# Sapim Laser spokes on disc road wheels? (And intro 😊)



## Stevereeneo (Aug 19, 2003)

I've been lurking on this forum for a while and have made a few comments but generally prefer to listen and learn from what others have been so generously sharing. So first, a thank you to those regulars who so kindly share their knowledge and experience. You've help me tremendously. 

I've got a new cross/gravel grinder bike on the way and I'm building a set of wheels that'll be used for mostly road, with occasional use on graded dirt roads but nothing too ******. I'm about 170lbs and tend to be pretty easy on wheels. I wanted something on the (slightly) lighter side, that was wide and tubeless and would take centerlock rotors. I decided on DT 350 hubs (they fit my budget as I work in a shop) with Pacenti SL25s and when looking for spokes I though I'd challenge myself and try using Sapim Lasers. To keep it light I chose alloy nipples. I've built about a dozen or so wheelsets with straight gauge and more recently with DT Comps, but nothing that thin.

Data entries:
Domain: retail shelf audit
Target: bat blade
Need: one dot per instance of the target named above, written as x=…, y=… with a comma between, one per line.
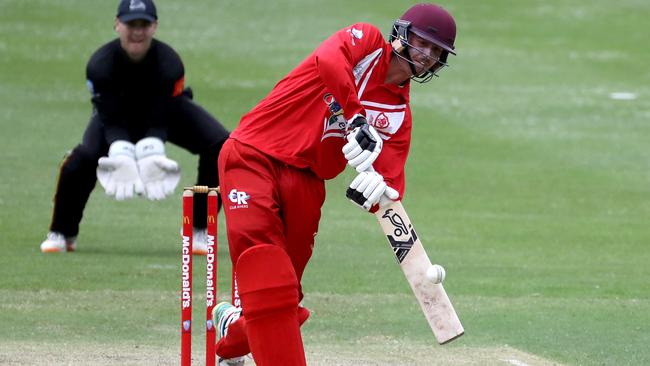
x=414, y=261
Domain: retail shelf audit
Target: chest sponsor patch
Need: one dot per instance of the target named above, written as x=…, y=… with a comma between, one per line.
x=386, y=121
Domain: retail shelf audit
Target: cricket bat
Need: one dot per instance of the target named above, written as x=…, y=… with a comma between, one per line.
x=413, y=259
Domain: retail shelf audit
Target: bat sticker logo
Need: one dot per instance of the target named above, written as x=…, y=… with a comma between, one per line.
x=401, y=246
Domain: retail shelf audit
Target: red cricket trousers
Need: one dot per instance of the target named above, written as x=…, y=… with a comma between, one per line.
x=268, y=202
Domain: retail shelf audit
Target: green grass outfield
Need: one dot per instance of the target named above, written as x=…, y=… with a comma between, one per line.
x=526, y=181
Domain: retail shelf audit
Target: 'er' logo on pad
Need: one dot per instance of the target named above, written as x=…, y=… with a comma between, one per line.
x=238, y=197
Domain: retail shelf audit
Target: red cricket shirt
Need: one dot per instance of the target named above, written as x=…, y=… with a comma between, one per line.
x=294, y=123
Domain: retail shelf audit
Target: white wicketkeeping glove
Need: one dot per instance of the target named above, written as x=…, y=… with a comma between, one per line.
x=159, y=174
x=118, y=172
x=369, y=189
x=363, y=146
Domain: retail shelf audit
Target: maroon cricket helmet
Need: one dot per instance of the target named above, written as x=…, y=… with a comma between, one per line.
x=432, y=23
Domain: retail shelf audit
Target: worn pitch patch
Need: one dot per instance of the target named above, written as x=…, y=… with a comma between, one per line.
x=622, y=96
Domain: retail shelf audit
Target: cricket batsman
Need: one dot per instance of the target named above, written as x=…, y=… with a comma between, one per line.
x=346, y=103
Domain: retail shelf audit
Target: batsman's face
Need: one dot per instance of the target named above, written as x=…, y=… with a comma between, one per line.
x=135, y=37
x=424, y=53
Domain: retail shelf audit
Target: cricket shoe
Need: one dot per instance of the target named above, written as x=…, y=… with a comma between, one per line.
x=199, y=241
x=58, y=243
x=223, y=315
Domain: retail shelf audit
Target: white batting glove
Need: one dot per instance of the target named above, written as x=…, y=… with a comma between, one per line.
x=159, y=174
x=369, y=189
x=118, y=172
x=364, y=144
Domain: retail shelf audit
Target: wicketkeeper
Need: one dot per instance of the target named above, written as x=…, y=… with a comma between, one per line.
x=139, y=103
x=347, y=102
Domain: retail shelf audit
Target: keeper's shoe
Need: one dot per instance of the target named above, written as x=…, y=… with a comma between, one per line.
x=58, y=243
x=223, y=315
x=199, y=241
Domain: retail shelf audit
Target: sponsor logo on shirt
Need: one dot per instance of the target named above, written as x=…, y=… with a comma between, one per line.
x=380, y=121
x=335, y=124
x=355, y=34
x=137, y=5
x=238, y=198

## Actions to take:
(A) In the forum post about Sapim Laser spokes, which hubs did the poster choose for the new wheels?
(B) Write out the rows word for word, from the first line of the rows up to and including the line with "x=414, y=261". Leave the pictures out.

## Results for the exercise:
(A) DT 350 hubs

(B)
Domain: retail shelf audit
Target: bat blade
Need: one dot per instance of the target named above, written as x=…, y=… with a comma between, one per line.
x=414, y=261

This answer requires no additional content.